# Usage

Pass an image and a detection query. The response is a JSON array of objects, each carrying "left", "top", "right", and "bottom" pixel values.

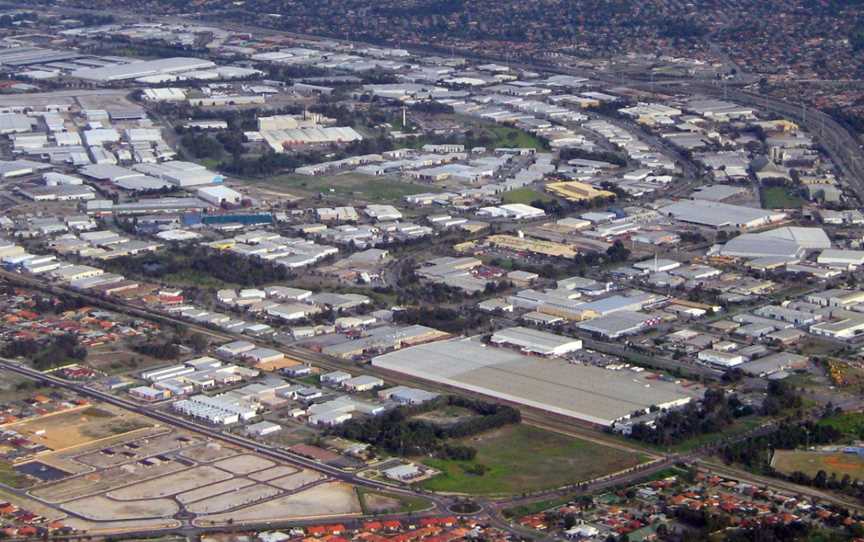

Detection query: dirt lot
[
  {"left": 63, "top": 496, "right": 179, "bottom": 521},
  {"left": 249, "top": 465, "right": 297, "bottom": 482},
  {"left": 180, "top": 442, "right": 237, "bottom": 463},
  {"left": 213, "top": 454, "right": 275, "bottom": 475},
  {"left": 270, "top": 470, "right": 325, "bottom": 491},
  {"left": 186, "top": 484, "right": 281, "bottom": 515},
  {"left": 771, "top": 450, "right": 864, "bottom": 478},
  {"left": 177, "top": 478, "right": 255, "bottom": 505},
  {"left": 7, "top": 405, "right": 153, "bottom": 451},
  {"left": 107, "top": 465, "right": 233, "bottom": 501},
  {"left": 75, "top": 431, "right": 195, "bottom": 468},
  {"left": 194, "top": 482, "right": 360, "bottom": 526},
  {"left": 31, "top": 461, "right": 186, "bottom": 503}
]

━━━━━━━━

Repeat all of the data above word for word, minus the pictures.

■ **Result**:
# Usage

Pass an image and a detection query. The response is a JSON array of objects, each carrying "left", "top", "right", and "bottom" pixel values.


Detection query: dirt lot
[
  {"left": 63, "top": 496, "right": 179, "bottom": 521},
  {"left": 249, "top": 465, "right": 297, "bottom": 482},
  {"left": 180, "top": 442, "right": 237, "bottom": 463},
  {"left": 213, "top": 454, "right": 275, "bottom": 475},
  {"left": 270, "top": 470, "right": 325, "bottom": 491},
  {"left": 186, "top": 484, "right": 281, "bottom": 515},
  {"left": 771, "top": 450, "right": 864, "bottom": 478},
  {"left": 177, "top": 478, "right": 255, "bottom": 505},
  {"left": 7, "top": 405, "right": 153, "bottom": 451},
  {"left": 107, "top": 465, "right": 233, "bottom": 501},
  {"left": 75, "top": 431, "right": 195, "bottom": 468},
  {"left": 194, "top": 482, "right": 360, "bottom": 526},
  {"left": 31, "top": 461, "right": 186, "bottom": 503}
]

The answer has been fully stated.